* Exercise:
Carry on the forum thread about buying pack goat gear from an online seller, starting right after its last line.

* Text extract:
# Ever bought from here?



## lhtaxidermy (Jun 11, 2013)

Has anyone ever bought stuff from here http://www.getyourgoatgear.com/
If so how were they to deal with.


----------



## rifleman (May 28, 2013)

Just took a look at their website. The first thing I noticed were the extremely annoying ads that pop up every time I navigate to a new page on their website. Sorry, something like that is enough for me to buy from someone else.


----------



## Saltlick (Jun 12, 2011)

I agree the popular are annoying but ither than that I've no idea about them. Ive had great luck with Butthead Packgoats gear and I like that their panniers also have horizontal cinches so you can make them smaller if needed. And I know a lot of people like Northwest Packgoat Supply's gear too.


----------



## Saltlick (Jun 12, 2011)

Pop-ups I meant ... Damn smart phone!


----------



## rifleman (May 28, 2013)

I like Northwest's gear, particularly their saddle kit. You get quality oak and poplar construction, but you can save some money if you're willing to do some shaping, sanding, and finishing yourself. If you put some time into the wood finishing, you can make a really really nice pack saddle, and it also gives you the option to do custom carving or wood burning and then choose your own finish color.


----------



## kentd71 (Dec 13, 2008)

*Shouldn't be a problem.*

Matt was easy to work with when he made some replacement pads for my Owhyee saddle. He donated a saddle for the auction a couple of years ago. He has used his saddles for several years. He is 15 miles from me.


----------



## squeakymcmurdo (Jun 10, 2013)

Do they have a physical store then? I only see their PO Box on their website and I'm over that way all the time.


----------



## kentd71 (Dec 13, 2008)

Last time I talked to him he said he builds most items when ordered but has some items on hand. He sells out of his home.


----------



## lhtaxidermy (Jun 11, 2013)

kentd71 said:


> Last time I talked to him he said he builds most items when ordered but has some items on hand. He sells out of his home.

Data listing
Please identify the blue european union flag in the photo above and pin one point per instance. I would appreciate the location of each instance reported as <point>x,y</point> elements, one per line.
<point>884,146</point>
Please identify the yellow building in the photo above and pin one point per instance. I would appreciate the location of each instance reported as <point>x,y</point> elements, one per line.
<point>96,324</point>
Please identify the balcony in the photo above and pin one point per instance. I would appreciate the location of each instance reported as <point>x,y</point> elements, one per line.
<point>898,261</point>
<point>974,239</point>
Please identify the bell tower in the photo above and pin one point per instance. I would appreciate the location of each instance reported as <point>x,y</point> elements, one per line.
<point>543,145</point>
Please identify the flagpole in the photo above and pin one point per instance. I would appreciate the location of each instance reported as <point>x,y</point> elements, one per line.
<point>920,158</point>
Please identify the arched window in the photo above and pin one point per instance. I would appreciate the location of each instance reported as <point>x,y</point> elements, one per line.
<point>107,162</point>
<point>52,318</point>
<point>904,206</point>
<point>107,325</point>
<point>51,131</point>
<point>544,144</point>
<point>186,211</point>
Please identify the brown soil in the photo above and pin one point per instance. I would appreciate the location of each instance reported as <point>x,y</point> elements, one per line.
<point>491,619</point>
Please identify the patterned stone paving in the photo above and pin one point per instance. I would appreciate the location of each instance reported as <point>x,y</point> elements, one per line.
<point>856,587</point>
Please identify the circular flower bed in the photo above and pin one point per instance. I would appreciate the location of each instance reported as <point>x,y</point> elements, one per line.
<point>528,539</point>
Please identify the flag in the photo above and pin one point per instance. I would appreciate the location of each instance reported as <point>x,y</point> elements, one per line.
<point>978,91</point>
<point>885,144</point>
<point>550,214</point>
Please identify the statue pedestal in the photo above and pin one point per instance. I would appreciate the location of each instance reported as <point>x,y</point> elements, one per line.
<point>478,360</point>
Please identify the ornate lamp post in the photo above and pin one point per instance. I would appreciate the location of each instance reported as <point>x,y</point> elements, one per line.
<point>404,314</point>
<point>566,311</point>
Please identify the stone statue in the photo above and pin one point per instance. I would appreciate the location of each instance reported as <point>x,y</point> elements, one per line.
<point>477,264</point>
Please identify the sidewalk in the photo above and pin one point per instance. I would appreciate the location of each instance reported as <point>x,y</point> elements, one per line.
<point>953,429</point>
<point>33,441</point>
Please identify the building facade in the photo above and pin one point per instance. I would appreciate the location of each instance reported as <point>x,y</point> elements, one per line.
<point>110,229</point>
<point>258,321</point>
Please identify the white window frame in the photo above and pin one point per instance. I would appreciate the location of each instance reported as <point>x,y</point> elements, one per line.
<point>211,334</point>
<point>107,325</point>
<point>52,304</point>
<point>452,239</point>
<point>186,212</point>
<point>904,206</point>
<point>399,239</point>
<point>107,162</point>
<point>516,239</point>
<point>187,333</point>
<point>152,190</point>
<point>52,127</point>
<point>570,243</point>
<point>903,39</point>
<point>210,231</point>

* Result of this task:
I hope this is the case. Dad ordered 2 saddles and 2 set of panniers from this place a few weeks ago and never got any comformation back. He has left multiple messages and emails with no response. He is kind of wishing he would have just ordered from northwest again.


----------



## DarklingFarm (May 30, 2011)

lhtaxidermy said:


> I hope this is the case. Dad ordered 2 saddles and 2 set of panniers from this place a few weeks ago and never got any comformation back. He has left multiple messages and emails with no response. He is kind of wishing he would have just ordered from northwest again.


I've been in communications a few times with them, asking lots of questions about gear and what-not, and more recently about a purchase of their roll top paniers. (I'm pretty excited because they were willing to do custom colors.) but I haven't heard back for a while, too. Perhaps something has happened?


----------



## squeakymcmurdo (Jun 10, 2013)

Is it just me or are the navigation buttons for Custom Repairs and Tack & Accessories not working?


----------



## lhtaxidermy (Jun 11, 2013)

Just to keep everyone filled in they did get in contact with dad, so maybe everything is on the up and up. I will post a what we think of their stuff when it comes in. Yes, they will do so different colors on the panniers and the roll top panniers is what we have ordered.


----------



## ryorkies (May 4, 2010)

Did you ever get your order?


----------



## lhtaxidermy (Jun 11, 2013)

Yes, we received out order and everything seems to be very well made. It would be an advantage to his business to have better commutations with the customers but the products seem first rate.


----------



## kentd71 (Dec 13, 2008)

That is good to hear.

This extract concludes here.